В 1985 году «Ленд О'Лейкс», гигантское объединение по производству масла и маргарина, закрыло завод на северной окраине города. Вскоре безработица достигла десяти процентов, что казалось не так уж и плохо, пока вы не осознавали, что всего за несколько лет население Спенсера уменьшилось с одиннадцати до восьми тысяч. Цена на дома едва ли не за сутки упала на двадцать пять процентов. В поисках работы люди оставляли округ и даже штат Айова.

ДАННЫЕ ДЛЯ ОБРАБОТКИ
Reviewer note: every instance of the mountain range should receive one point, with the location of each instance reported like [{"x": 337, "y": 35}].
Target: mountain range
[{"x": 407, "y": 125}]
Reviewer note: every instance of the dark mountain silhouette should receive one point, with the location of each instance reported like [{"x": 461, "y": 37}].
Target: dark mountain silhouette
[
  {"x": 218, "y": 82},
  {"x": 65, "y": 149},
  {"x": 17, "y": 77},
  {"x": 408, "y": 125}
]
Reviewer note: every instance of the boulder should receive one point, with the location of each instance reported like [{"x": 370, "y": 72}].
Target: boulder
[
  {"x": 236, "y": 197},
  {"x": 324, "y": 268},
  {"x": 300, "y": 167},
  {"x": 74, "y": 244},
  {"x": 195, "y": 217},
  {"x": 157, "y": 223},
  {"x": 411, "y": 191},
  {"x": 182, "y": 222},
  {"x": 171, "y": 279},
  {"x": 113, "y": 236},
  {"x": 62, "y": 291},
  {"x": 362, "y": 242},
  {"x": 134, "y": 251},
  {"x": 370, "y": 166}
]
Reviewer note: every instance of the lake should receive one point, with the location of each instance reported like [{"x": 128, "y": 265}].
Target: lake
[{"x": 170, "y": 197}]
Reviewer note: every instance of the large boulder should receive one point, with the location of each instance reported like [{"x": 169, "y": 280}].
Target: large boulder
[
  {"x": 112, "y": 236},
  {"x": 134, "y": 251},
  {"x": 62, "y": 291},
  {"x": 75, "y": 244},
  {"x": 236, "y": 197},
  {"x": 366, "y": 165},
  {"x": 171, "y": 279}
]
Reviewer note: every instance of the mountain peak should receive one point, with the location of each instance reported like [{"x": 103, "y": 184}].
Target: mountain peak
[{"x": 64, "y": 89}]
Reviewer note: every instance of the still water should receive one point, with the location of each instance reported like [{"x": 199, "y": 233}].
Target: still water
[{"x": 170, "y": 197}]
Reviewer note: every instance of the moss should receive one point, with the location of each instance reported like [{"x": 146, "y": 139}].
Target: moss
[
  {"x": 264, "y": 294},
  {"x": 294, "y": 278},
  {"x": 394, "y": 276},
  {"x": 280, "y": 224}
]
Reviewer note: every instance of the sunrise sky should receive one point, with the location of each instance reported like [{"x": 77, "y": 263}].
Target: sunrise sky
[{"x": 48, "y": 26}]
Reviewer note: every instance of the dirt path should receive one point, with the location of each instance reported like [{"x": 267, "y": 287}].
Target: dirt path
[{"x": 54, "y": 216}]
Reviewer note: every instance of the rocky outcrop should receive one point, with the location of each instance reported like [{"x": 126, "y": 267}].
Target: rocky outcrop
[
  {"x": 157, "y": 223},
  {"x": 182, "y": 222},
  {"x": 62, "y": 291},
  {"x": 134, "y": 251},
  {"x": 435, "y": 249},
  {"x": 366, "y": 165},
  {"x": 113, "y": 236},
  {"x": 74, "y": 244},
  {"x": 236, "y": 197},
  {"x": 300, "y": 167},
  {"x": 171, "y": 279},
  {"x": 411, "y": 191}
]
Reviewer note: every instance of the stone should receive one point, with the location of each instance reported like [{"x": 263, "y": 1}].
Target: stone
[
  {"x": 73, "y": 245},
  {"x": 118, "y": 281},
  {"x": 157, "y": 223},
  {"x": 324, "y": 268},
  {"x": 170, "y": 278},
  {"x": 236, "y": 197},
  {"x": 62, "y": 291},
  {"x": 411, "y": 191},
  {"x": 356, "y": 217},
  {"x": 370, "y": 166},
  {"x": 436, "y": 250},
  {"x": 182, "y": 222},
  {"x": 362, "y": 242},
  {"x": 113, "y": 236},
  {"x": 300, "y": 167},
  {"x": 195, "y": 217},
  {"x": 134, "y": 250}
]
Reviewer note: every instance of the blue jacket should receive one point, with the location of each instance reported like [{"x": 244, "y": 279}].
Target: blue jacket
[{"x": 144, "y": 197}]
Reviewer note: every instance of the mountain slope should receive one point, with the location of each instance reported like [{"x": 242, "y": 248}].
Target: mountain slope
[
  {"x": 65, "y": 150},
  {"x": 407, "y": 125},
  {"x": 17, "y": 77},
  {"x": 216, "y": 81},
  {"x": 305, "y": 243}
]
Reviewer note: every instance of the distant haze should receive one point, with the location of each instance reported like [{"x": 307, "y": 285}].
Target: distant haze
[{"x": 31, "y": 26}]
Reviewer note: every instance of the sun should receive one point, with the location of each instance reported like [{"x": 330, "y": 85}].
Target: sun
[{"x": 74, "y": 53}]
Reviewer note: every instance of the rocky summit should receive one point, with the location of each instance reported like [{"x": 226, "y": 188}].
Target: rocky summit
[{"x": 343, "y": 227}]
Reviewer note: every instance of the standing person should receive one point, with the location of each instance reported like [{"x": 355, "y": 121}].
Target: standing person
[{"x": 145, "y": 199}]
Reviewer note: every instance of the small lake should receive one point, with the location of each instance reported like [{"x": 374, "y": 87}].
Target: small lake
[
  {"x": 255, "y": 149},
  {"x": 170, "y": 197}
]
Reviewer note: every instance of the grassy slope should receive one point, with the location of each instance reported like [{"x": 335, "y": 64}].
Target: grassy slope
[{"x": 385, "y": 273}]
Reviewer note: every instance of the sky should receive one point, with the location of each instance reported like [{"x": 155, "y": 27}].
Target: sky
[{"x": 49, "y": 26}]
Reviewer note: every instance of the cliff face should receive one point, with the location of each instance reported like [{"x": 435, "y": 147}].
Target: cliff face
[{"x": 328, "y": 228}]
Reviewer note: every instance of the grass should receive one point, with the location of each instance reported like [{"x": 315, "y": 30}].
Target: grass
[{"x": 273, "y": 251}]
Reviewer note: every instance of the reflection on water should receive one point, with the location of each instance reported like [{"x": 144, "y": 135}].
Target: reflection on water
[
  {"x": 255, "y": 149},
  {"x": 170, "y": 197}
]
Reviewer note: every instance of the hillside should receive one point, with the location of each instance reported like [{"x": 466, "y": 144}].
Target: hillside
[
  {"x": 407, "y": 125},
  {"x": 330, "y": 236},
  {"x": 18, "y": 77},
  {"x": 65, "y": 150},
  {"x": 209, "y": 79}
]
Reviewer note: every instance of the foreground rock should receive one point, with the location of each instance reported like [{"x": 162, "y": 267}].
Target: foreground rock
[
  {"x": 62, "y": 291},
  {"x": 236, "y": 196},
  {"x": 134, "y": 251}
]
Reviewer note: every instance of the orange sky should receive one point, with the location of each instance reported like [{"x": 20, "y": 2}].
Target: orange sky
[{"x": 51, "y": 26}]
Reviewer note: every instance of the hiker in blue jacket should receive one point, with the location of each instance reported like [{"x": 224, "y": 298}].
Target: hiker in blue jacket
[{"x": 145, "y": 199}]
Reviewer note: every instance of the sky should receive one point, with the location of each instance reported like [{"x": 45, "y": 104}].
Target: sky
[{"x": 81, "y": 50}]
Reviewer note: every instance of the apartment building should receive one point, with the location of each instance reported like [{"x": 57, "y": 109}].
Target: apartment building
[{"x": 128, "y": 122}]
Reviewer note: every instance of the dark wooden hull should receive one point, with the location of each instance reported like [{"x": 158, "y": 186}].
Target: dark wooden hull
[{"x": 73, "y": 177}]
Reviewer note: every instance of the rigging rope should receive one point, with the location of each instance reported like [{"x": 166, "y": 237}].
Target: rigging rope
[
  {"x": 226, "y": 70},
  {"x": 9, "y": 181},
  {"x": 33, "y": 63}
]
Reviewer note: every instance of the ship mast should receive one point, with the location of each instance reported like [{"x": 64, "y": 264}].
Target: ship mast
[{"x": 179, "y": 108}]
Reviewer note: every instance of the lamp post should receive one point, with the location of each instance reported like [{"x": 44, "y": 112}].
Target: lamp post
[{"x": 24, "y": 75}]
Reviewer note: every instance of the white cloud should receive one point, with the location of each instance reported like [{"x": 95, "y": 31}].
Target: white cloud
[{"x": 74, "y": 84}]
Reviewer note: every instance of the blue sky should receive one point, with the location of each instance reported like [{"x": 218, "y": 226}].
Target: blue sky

ЗАДАНИЯ И УПРАЖНЕНИЯ
a: Выпишите из списка все строки, где встречается слово «ship».
b: Допишите продолжение текста о закрытии завода в Спенсере, начиная сразу после его последнего предложения.

ОТВЕТЫ К ЗАДАНИЯМ
a:
Reviewer note: every instance of the ship mast should receive one point, with the location of each instance reported like [{"x": 64, "y": 264}].
Target: ship mast

b:
Цена на сельскохозяйственные угодья продолжала стремительно падать, заставляя многих фермеров продавать свое имущество. Но деньги за землю, вырученные на аукционах, не могли покрыть займов; банки несли потери. Это были сельскохозяйственные банки, становой хребет маленьких городков. Они давали займы местным фермерам, мужчинам и женщинам, которых хорошо знали и которым доверяли. Когда фермеры не смогли расплачиваться, вся система рухнула. Банки лопались по всей Айове. Долги и займы в Спенсере продавались чужакам по пенни за доллар, а новые владельцы не хотели брать новые займы. Экономическое развитие остановилось. В конце 1989 года в Спенсере не было выдано ни одного разрешения на строительство нового дома. Ни одного! Никто не хотел вкладывать средства в умирающий город.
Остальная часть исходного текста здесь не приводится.